What to do
Please rewrite the part that opens with the line containing "Every instance of the green" and closes with the line containing "pixel 249 74", replacing "Query" with "Target" and leaving everything else the same. Give only those lines.

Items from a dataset
══════════════════════════════

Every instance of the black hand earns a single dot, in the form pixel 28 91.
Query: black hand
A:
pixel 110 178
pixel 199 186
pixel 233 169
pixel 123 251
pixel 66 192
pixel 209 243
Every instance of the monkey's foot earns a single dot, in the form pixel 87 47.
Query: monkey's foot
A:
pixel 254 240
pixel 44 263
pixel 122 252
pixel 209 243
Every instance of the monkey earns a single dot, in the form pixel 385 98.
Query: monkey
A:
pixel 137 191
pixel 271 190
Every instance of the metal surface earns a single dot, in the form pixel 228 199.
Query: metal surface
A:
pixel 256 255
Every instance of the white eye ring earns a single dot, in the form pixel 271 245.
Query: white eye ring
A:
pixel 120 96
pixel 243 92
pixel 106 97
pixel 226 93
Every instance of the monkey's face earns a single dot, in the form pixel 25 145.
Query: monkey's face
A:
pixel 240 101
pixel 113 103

══════════════════════════════

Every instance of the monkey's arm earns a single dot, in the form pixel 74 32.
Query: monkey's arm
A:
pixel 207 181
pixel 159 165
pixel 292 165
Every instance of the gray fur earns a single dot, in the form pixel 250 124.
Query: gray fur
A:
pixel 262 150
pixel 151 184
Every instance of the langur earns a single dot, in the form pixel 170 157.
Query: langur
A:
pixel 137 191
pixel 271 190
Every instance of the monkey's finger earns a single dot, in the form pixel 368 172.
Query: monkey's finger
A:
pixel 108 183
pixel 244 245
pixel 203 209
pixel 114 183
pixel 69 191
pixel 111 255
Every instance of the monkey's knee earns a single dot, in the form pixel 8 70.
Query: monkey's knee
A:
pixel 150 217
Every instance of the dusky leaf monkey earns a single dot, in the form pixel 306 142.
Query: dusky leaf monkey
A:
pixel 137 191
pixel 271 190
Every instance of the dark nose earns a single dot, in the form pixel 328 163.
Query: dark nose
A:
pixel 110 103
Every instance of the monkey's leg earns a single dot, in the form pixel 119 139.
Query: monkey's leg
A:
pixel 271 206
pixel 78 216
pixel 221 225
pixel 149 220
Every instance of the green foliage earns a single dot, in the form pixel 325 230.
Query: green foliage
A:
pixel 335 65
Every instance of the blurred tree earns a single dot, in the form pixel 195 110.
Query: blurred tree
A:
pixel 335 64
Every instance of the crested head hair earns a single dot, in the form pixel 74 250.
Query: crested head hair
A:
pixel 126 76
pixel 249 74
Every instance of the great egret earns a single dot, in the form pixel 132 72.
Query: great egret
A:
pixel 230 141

══════════════════════════════

Task answer
Every instance of the green foliage earns a single dot, in the form pixel 325 230.
Target: green foliage
A:
pixel 335 65
Every instance of the blurred tree earns a single dot, in the form pixel 195 110.
Target: blurred tree
A:
pixel 335 64
Every instance of the crested head hair earns a single dot, in the form pixel 74 250.
Target: crested head hair
A:
pixel 126 76
pixel 249 74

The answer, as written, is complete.